[Collected data]
---

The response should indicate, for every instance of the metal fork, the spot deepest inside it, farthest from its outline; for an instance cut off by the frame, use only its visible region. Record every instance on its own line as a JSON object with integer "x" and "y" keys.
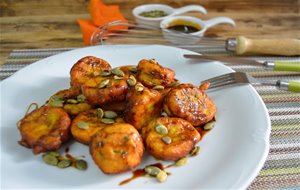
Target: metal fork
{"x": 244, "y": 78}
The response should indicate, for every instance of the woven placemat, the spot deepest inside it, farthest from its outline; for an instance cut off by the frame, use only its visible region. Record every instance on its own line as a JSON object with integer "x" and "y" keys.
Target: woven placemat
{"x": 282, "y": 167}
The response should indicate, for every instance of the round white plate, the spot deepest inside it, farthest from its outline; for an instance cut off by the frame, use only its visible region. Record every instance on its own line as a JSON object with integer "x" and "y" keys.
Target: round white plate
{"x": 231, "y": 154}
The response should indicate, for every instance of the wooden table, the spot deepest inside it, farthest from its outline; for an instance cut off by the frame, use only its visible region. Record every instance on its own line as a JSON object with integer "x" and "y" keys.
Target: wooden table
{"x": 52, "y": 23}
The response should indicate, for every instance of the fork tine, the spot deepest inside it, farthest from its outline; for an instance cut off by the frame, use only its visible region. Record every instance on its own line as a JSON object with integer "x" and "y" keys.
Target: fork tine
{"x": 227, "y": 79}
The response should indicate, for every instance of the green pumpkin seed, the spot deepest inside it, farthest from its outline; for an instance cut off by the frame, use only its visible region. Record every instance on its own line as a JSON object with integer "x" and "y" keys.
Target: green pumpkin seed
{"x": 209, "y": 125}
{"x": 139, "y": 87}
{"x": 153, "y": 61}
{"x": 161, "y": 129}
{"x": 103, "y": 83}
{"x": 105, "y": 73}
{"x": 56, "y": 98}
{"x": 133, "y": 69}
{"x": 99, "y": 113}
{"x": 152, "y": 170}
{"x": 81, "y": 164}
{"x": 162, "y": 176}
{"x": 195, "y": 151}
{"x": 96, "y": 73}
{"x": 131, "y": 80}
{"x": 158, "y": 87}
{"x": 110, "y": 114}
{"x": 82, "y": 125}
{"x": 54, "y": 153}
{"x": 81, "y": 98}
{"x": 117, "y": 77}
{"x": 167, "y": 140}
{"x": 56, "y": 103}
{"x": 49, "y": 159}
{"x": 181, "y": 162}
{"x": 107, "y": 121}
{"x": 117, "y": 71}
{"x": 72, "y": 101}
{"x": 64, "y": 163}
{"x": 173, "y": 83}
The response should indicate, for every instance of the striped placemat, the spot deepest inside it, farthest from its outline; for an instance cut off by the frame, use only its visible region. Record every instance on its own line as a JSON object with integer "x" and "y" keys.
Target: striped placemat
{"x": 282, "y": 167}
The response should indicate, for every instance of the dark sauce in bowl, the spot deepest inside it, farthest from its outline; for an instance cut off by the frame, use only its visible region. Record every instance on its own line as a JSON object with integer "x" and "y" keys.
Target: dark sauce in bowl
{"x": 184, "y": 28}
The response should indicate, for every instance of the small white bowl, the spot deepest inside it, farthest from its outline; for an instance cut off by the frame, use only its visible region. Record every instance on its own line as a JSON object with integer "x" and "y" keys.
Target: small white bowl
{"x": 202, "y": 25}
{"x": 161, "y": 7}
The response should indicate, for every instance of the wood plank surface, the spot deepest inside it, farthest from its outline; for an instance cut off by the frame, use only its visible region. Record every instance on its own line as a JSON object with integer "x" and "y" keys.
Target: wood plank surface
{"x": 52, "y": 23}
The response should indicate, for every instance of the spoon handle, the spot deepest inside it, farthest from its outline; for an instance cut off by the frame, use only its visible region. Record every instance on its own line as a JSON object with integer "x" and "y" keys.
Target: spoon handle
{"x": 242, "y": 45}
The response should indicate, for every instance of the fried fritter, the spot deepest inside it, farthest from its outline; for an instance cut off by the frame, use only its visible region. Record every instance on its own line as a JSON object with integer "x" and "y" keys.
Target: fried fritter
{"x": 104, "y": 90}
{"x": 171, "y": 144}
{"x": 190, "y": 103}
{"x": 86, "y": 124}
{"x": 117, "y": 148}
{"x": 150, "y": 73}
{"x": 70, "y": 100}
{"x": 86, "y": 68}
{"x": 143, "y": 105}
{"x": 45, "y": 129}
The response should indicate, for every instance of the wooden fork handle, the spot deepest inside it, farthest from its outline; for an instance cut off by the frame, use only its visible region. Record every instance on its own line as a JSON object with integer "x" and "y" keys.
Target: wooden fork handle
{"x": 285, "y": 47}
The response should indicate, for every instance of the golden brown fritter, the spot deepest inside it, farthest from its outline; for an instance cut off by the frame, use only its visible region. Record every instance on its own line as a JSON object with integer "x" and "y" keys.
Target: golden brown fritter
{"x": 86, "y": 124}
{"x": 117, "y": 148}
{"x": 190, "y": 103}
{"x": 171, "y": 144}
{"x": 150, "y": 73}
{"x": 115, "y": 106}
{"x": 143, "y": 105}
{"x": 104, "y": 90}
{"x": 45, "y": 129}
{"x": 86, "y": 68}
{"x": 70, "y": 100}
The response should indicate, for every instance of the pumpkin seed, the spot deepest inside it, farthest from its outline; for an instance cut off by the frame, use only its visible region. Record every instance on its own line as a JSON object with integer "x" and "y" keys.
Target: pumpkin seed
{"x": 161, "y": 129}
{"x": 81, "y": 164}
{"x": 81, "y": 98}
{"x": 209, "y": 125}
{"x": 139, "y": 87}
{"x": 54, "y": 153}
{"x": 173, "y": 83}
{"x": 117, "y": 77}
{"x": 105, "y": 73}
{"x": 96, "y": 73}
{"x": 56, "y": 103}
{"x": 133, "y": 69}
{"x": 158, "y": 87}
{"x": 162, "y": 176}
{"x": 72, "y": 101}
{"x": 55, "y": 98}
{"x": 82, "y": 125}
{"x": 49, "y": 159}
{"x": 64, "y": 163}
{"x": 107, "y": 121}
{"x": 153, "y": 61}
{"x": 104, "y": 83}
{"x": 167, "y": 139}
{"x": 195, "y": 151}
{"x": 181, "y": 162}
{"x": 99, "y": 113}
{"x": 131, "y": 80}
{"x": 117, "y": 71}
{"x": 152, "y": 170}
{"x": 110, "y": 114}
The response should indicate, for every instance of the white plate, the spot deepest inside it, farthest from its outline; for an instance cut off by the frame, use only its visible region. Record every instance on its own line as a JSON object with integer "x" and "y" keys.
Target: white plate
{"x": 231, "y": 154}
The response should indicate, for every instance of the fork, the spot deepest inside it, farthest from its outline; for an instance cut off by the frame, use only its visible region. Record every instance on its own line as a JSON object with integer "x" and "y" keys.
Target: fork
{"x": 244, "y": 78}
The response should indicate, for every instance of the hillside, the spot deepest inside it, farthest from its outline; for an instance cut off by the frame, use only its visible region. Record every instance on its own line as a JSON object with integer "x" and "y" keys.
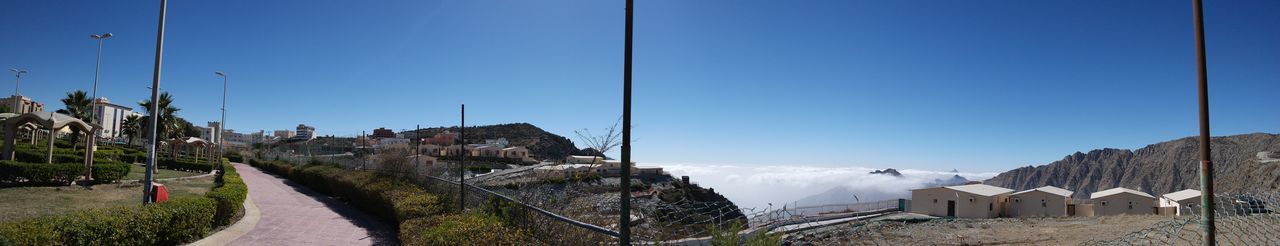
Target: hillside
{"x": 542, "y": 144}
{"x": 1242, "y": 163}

---

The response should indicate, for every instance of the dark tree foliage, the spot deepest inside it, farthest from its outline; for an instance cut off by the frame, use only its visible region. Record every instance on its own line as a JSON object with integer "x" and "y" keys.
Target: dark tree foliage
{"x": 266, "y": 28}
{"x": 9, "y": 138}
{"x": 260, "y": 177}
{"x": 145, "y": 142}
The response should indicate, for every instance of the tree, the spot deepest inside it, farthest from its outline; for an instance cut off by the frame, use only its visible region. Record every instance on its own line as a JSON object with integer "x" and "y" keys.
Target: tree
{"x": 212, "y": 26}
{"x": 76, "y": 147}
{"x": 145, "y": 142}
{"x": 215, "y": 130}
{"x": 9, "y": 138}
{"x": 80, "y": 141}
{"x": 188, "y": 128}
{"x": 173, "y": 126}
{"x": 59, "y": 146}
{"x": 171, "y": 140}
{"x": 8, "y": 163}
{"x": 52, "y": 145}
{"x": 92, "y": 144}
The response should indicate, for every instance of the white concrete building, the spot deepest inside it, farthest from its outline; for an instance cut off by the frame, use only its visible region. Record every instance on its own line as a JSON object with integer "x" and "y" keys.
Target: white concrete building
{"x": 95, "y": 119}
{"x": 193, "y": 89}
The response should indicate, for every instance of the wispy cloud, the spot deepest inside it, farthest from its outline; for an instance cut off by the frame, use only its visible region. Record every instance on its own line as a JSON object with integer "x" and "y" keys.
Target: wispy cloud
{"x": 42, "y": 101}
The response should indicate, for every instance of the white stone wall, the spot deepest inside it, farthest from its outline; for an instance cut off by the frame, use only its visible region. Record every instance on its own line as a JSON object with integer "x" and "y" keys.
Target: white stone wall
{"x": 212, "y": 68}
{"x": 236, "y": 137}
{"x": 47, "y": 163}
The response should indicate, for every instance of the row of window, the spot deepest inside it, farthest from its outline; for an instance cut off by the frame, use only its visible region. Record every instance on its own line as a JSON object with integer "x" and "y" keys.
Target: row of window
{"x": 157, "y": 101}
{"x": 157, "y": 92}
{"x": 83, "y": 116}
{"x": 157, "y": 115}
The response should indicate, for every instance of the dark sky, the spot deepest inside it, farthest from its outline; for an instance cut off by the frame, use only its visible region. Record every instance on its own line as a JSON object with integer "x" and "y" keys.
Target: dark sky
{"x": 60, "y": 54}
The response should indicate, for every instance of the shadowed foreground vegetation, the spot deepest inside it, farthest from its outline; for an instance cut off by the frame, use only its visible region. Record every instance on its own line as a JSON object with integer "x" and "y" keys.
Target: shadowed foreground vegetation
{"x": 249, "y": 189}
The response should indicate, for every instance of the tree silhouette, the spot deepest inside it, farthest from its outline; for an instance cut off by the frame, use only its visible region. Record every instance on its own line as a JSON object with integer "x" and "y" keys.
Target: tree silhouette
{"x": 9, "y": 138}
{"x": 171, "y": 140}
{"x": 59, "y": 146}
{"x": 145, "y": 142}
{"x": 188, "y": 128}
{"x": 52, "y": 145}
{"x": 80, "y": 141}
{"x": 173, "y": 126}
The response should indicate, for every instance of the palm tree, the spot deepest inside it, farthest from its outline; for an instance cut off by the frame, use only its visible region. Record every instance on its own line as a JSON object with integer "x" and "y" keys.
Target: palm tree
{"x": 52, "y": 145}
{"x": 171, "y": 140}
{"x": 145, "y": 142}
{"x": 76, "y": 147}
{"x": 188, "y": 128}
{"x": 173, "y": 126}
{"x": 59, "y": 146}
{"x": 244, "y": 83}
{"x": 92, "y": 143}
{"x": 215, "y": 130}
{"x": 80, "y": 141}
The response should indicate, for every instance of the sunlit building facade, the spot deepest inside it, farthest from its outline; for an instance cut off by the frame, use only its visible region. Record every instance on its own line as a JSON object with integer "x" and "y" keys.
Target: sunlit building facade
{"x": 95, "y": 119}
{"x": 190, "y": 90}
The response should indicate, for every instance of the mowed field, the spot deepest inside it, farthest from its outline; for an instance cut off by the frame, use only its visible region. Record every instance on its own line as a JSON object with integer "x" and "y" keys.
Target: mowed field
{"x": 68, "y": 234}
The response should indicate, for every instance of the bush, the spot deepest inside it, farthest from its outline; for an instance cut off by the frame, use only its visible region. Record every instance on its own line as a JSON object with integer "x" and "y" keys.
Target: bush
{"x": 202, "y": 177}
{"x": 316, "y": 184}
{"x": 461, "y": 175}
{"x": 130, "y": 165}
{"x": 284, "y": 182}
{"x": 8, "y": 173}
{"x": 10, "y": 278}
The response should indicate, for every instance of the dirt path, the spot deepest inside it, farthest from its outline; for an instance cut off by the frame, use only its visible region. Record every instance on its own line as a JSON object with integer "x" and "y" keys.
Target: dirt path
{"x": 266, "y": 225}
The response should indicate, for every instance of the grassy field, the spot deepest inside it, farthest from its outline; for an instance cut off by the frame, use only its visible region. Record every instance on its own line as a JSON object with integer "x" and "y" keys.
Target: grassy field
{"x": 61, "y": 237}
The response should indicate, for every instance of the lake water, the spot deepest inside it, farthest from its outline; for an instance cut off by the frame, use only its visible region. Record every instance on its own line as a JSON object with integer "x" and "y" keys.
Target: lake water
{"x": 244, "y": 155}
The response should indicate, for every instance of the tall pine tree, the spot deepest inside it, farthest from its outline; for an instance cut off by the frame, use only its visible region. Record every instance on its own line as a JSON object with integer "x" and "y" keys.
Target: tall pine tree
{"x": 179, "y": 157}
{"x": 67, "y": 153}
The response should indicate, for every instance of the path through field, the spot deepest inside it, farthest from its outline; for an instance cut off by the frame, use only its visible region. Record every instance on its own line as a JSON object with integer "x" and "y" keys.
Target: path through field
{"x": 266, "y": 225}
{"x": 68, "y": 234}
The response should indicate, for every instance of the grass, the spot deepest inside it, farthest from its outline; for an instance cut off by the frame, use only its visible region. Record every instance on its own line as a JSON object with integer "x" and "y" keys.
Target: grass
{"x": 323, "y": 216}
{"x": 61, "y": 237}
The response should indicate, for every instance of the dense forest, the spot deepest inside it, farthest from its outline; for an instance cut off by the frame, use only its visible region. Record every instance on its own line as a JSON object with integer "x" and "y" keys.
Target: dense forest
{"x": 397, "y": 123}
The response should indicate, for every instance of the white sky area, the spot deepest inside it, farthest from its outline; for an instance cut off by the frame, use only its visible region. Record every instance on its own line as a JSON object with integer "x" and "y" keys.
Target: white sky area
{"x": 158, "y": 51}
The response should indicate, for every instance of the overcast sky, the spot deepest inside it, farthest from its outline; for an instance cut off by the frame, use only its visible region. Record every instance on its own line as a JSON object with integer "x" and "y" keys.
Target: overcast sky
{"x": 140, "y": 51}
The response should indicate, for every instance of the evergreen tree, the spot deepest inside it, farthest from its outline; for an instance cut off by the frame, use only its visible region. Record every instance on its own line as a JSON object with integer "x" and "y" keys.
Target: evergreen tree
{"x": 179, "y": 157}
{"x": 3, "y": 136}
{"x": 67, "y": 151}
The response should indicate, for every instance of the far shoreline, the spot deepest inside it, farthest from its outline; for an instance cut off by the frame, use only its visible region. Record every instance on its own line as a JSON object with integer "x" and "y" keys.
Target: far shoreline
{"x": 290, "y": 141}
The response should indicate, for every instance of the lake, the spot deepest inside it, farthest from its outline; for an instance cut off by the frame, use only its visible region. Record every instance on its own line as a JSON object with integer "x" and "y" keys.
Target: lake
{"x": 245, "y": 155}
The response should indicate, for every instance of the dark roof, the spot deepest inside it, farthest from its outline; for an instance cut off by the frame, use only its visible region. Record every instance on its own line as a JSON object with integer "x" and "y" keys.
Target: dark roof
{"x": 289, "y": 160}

---

#### Work instructions:
Every line above from the line with "Target: wood plank surface" to the line with "The response should indicate, for every instance of the fried", both included, must be reproduced exactly, and no other line may appear.

#### Reply to the task:
Target: wood plank surface
{"x": 52, "y": 23}
The response should indicate, for every instance of the spoon handle, the spot deepest inside it, farthest from its outline; for an instance cut off by the frame, use only its visible region. Record every instance on its own line as a JSON object with integer "x" and "y" keys.
Target: spoon handle
{"x": 242, "y": 45}
The response should indicate, for every instance of the fried fritter, the spot deepest inside it, farthest from its outline; for an instance cut off by the frame, use only its visible region. Record every instance on its own line as a JSON object with integer "x" and "y" keys.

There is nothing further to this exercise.